--- BEGIN Listing ---

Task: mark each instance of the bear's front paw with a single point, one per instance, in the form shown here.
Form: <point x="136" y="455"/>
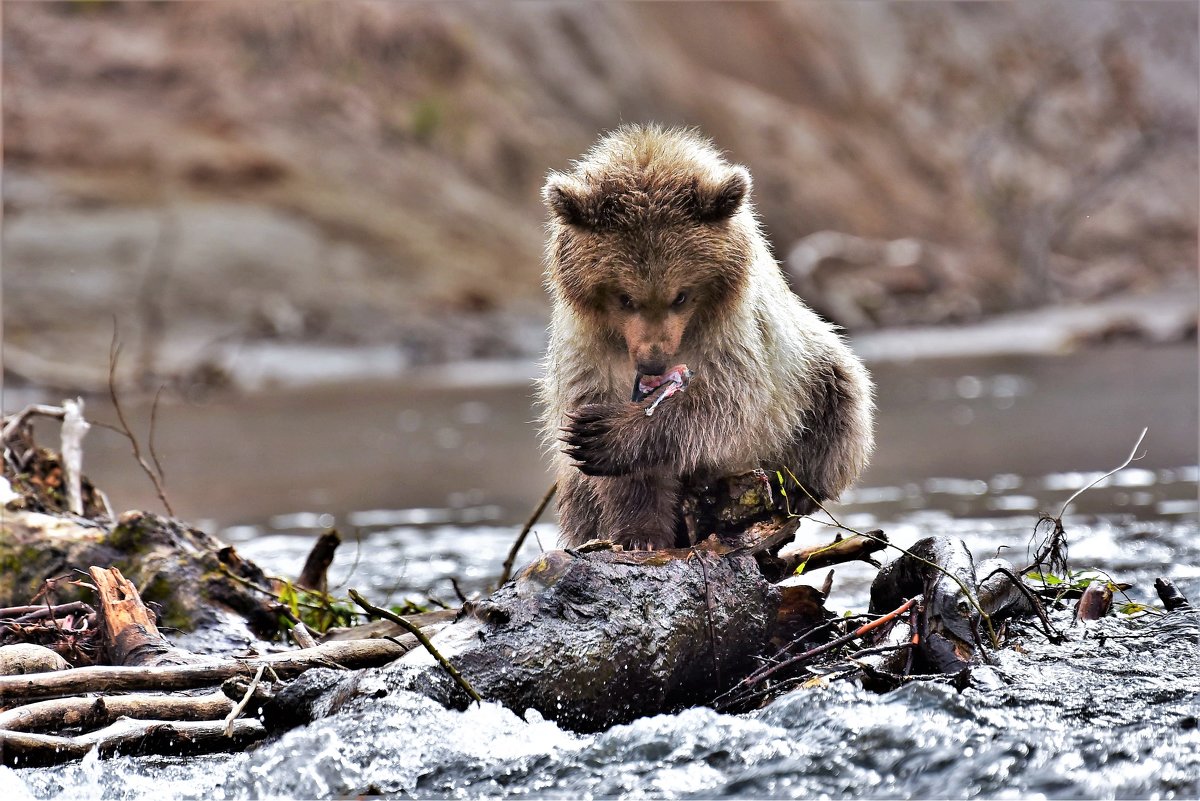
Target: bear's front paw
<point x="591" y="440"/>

--- END Listing ---
--- BEGIN Listing ---

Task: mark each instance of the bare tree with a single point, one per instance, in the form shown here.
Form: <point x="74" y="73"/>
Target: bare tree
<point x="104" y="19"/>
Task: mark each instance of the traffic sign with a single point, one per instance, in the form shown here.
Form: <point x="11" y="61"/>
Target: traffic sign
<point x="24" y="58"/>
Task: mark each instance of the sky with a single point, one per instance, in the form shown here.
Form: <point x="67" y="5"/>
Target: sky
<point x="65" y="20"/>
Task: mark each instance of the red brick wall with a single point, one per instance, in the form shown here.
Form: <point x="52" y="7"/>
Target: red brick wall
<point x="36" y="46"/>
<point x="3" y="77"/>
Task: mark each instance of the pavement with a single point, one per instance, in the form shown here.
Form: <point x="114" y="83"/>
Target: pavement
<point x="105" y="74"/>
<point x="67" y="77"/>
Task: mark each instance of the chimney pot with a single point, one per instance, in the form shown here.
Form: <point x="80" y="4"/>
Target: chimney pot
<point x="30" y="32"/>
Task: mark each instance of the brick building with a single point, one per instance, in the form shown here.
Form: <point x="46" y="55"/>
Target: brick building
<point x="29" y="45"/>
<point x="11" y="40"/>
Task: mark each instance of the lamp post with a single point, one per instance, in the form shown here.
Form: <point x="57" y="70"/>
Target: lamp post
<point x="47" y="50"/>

--- END Listing ---
--- BEGIN Listing ---

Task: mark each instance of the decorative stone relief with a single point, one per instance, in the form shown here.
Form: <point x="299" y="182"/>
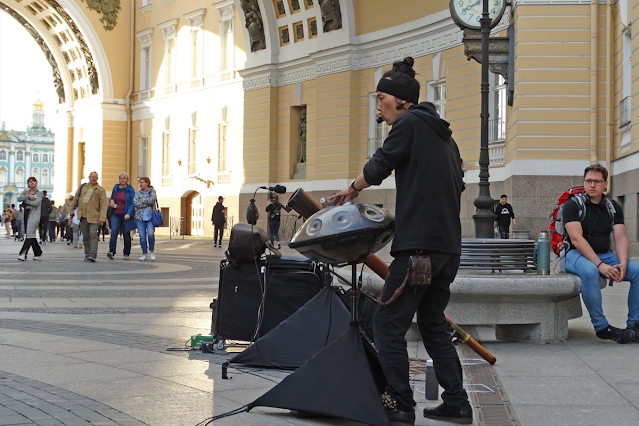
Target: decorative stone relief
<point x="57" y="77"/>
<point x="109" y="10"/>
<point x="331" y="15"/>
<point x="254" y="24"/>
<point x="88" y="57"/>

--- END Listing ---

State how many lines of the entries above contain the word "sign". Give only the number.

2